| Activity |
Answer these questions from the text on fines and COVID-19 lockdowns:
1. What effect did the treatment have when the R_t for only the elderly population was used as the dependent variable?
2. How many further days did it take the control group to introduce fines?
3. How many Landkreise along the Bavarian border did the study compare?

| Text segment |
It was interesting that when we used an alternative R_t concerning only the elderly population as the dependent variable, the treatment had no effect. We suspect that this is because of the elderly population’s characteristic lack of mobility.

Comparison With Other Studies

The results of our quasi-experimental research demonstrate how lockdown policies may be more effective when they are enforced with fines. In simulation studies about the effect of nonpharmaceutical interventions,²⁶ household quarantine is the most effective intervention in terms of the decrease in the peak number of cases and the delay in the outbreak peak. However, because a simulation study assumes that the intervention can persist throughout the observational period, the resulting outcomes (such as the delay in outbreak peak and the peak number of cases) cannot be compared with the outcomes of our study. On the empirical side, Sen et al. associated the number of COVID-19 cases with the timing of stay-at-home policies. Although there was no control group and no other factors were considered in this study, their conclusion is comparable to ours.³

Limitations

Our research is not without its limitations. While Landkreise in the control group did not impose penalties right away, they did introduce fines at later points in time. Moreover, Germany as a whole did declare stronger social distancing measures (on March 22) and later made it mandatory for citizens to wear masks in public. These developments may have created a negative bias for the control group during the treatment period. Nonetheless, as it took as long as a further 53 days for the control group to introduce fines, our models could still capture the effect of Bavaria introducing fines at an earlier point in time. Moreover, even if we were to believe that the posttreatment interventions had an effect on the outcome variables, it would only mean that our analysis passed an even harder test. Because the posttreatment public health measures would have reduced the difference between groups, it would mean that the real effect of lockdown penalties is greater than what our models predict.

Also, it goes without saying that financial penalties are not a cure-all. The penalties themselves could neither cure COVID-19 nor prevent further infections. At best they could only provide citizens with further incentives to abide by the lockdown regulations. Be that as it may, until a functional vaccine is developed, strong interventions such as the imposition of fines could help governments mitigate and contain the spread of the virus.

Conclusions and Public Health Implications

In sum, penalties against social distancing violations have a meaningful effect on slowing down the spread of COVID-19. Exploiting the policy difference among the 38 Landkreise alongside the Bavarian border, we found that, when lockdowns were strictly enforced with heavy fines, both the time-dependent reproduction number and the growth rate of confirmed cases fell significantly. These findings suggest that lockdowns, when accompanied by fines, might assist in mitigating the spread of COVID-19.

(Referring expression pointing data)
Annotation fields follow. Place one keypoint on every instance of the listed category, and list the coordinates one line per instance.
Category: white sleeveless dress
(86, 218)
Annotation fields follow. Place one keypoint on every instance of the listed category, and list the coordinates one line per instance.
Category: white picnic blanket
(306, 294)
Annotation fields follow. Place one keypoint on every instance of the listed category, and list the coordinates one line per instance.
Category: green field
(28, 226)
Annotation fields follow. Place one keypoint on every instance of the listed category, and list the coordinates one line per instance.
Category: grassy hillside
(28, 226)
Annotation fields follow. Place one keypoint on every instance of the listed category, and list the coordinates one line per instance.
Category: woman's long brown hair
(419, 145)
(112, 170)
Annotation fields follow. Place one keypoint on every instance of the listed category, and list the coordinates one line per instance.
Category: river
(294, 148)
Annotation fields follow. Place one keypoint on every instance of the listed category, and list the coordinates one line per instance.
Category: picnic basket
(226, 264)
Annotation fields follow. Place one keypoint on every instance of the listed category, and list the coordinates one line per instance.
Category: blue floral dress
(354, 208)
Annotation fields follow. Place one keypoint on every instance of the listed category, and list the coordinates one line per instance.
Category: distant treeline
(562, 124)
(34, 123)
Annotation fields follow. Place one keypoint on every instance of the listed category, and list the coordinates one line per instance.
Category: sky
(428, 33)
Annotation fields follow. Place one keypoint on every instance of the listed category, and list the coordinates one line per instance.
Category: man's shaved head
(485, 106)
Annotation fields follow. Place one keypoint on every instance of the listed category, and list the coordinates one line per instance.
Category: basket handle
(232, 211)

| Answer for this exercise |
1. It had no effect.
2. 53 days.
3. 38.